Daarna eventjes thuis, om tegen half zeven te vertrekken naar ’t stad. Het Lepelblad zat vol, helaas, maar de tonijnsteak in Café Rene was ook niet te versmaden. Van de crème brûlée blijf je er beter af, maar dat verslag volgt later nog wel eens (eerst op Gentblogt, uiteraard).

En dan The Avengers in de Kinepolis. Ik denk dat het meer dan een jaar geleden was dat we er nog geraakt waren, in de cinema. Maar een film zoals de Avengers, met veel actie en spektakel, superhelden, suspension of disbelief en een goeie dosis fantasie, da’s nog altijd het leukst in een grote zaal met groot scherm en dito geluid. Wel, ik heb ervan genoten. My kind of movie. Goed gelachen, knappe stunts gezien, en ik heb het toch wel voor dat soort rechttoerechtaan verhalen als ik een avondje ontspanning wil.

Al bij al een geslaagde, zij het vermoeiende dag, jawel.

Zo van die zalige namiddagen

Dan geef je les tot vijf over twaalf, rij je in de stralende zon naar ’t stad, en spreek je af met een van je beste vriendinnen, die je alweer een tijd niet hebt gezien.

**Aangeleverde gegevens**
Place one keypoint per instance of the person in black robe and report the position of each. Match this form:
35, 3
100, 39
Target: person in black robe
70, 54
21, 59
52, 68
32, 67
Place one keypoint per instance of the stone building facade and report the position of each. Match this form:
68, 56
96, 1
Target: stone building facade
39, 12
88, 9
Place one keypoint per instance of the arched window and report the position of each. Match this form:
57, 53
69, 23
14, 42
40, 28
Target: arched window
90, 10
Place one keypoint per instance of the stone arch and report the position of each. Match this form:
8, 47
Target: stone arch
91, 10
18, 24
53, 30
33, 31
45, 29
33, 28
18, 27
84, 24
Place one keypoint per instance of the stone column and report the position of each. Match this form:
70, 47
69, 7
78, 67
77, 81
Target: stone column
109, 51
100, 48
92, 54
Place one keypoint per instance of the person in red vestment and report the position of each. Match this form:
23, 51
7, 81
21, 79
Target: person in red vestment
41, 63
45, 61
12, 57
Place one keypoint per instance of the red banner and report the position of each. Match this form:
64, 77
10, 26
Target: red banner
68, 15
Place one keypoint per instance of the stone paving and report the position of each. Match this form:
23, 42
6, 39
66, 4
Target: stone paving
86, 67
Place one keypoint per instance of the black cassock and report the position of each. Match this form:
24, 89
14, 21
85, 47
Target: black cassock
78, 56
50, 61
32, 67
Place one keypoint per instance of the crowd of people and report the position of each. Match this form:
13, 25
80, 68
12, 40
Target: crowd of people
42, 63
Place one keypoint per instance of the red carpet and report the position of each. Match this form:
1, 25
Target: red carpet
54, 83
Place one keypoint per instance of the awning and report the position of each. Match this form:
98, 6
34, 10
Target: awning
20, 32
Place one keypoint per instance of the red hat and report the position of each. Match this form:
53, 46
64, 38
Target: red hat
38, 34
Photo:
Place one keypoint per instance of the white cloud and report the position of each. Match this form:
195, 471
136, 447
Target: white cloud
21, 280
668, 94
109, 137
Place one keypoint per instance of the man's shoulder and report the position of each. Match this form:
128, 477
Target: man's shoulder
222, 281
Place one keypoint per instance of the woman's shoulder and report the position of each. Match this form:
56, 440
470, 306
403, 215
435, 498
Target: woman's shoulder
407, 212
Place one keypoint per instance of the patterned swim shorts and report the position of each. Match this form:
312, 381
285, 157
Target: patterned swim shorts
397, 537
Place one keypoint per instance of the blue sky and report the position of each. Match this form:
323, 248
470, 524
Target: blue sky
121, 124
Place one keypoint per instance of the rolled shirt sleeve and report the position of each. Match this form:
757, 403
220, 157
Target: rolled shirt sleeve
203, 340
---
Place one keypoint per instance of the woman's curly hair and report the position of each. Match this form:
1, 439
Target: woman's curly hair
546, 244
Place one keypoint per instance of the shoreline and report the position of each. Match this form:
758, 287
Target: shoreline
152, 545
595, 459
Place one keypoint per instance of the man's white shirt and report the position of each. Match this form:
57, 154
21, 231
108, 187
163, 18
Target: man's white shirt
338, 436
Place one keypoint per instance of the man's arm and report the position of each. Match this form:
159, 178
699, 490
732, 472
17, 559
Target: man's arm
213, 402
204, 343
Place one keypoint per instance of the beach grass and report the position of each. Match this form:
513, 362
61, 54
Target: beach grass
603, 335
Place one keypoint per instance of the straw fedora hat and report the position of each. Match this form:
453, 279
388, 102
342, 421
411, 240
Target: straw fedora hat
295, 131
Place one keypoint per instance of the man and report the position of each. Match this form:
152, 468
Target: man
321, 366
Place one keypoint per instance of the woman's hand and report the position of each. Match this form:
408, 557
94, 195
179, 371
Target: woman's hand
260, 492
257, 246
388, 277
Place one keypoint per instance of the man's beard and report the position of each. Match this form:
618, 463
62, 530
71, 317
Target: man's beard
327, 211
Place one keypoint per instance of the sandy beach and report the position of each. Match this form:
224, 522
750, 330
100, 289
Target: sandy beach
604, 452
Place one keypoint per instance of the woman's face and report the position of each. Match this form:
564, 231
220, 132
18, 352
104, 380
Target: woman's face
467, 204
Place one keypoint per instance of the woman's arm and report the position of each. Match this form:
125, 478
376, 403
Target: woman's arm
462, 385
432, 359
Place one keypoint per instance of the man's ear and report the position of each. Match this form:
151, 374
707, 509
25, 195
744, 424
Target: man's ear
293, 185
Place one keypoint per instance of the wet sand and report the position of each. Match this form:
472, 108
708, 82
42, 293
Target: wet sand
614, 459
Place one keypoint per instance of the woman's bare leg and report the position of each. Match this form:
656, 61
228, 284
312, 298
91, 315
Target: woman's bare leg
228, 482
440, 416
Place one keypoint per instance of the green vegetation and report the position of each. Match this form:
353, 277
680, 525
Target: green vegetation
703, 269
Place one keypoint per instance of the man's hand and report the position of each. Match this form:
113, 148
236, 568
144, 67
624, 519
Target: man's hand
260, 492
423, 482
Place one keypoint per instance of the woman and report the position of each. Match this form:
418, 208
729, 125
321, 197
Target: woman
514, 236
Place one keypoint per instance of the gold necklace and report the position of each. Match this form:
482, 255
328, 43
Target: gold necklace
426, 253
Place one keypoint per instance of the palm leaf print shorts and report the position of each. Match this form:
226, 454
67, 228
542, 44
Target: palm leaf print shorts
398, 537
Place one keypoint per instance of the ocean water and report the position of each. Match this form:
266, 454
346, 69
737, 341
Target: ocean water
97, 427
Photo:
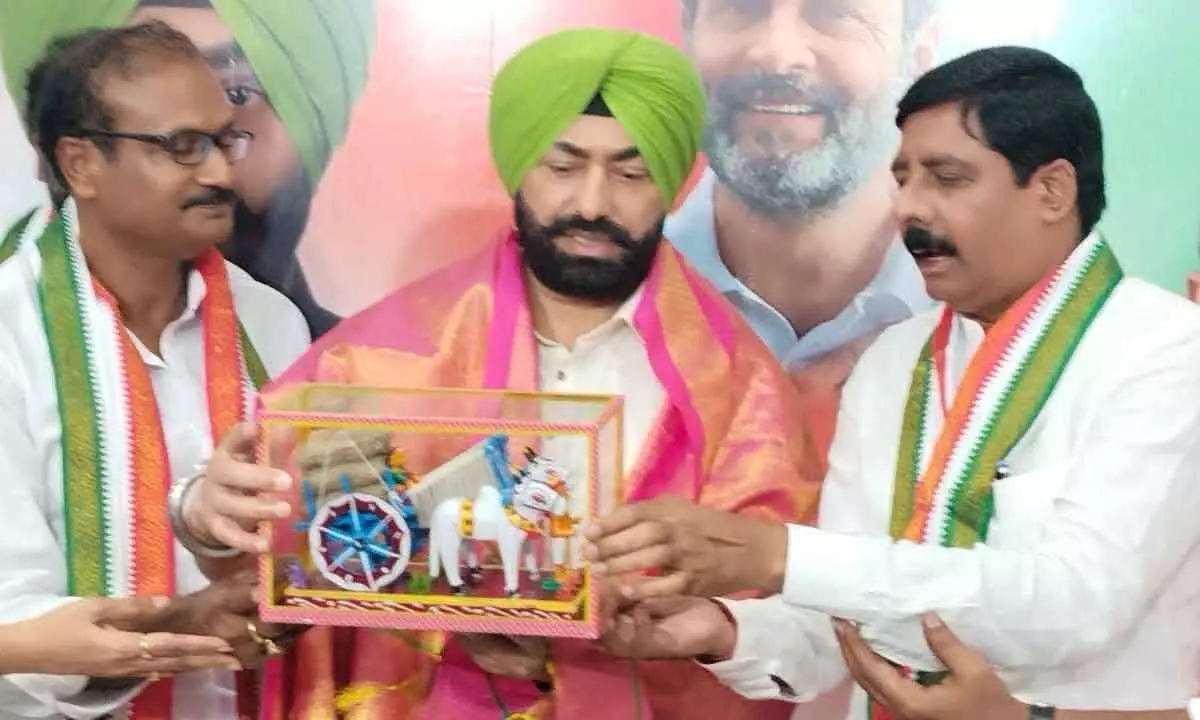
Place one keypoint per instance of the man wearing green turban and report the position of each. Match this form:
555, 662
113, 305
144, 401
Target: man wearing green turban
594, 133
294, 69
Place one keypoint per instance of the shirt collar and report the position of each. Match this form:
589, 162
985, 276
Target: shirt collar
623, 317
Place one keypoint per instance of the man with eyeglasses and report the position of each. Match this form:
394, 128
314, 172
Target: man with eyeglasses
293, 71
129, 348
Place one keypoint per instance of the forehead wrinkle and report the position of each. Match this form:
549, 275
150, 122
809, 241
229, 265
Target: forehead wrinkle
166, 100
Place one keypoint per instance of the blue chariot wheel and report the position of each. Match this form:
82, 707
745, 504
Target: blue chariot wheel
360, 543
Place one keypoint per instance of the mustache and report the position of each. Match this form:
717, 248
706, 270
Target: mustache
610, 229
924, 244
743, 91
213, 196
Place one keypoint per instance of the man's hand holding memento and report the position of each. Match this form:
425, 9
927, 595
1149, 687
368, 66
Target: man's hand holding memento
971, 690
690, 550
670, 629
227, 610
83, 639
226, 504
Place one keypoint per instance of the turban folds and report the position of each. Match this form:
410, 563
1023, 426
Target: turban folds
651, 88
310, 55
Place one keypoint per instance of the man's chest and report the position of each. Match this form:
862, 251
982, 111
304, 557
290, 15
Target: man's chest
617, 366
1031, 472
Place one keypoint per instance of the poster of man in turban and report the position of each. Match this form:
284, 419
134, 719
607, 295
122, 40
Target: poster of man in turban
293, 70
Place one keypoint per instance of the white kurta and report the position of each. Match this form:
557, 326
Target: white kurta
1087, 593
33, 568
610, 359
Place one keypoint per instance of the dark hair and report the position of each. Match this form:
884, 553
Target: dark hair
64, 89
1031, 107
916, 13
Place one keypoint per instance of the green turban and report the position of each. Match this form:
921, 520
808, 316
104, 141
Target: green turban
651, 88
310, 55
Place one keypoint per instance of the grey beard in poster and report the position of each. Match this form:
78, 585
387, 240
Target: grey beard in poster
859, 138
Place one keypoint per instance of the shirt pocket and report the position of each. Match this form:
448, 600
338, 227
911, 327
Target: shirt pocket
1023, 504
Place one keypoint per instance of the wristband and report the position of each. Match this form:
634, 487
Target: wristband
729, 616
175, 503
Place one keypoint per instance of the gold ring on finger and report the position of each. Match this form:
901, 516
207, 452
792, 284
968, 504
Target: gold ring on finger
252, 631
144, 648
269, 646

**Opdracht**
Ga verder met de blogtekst over de uitstapjes naar de stad, te beginnen na de laatste zin. De lijst is afzonderlijk materiaal en hoort niet bij de blogtekst.

**Antwoord**
Dan ga je eten in het Lepelblad, altijd een voltreffer, kan je buiten op het terras zitten, en geniet je van een heerlijke salade. Ondertussen klets je bij, en geniet je van het gezelschap. Daarna ga je nog heel even de Veldstraat in, op zoek naar kousjes voor het meisje van je vriendin, even oud als je eigen dochter, en daarna trakteer je haar en jezelf op een ijsje, dat je opeet op een bankje aan de Ajuinlei.

En dan moet je allebei je kinderen afhalen, en is de middag weer veel te kort. En beloof je elkaar dat je dat snel opnieuw zal doen, zo afspreken, en weet je dat het toch weer een hele tijd zal duren voor het er effectief van komt.

Het leven, meneer, dat gaat zo vreselijk snel, meneer.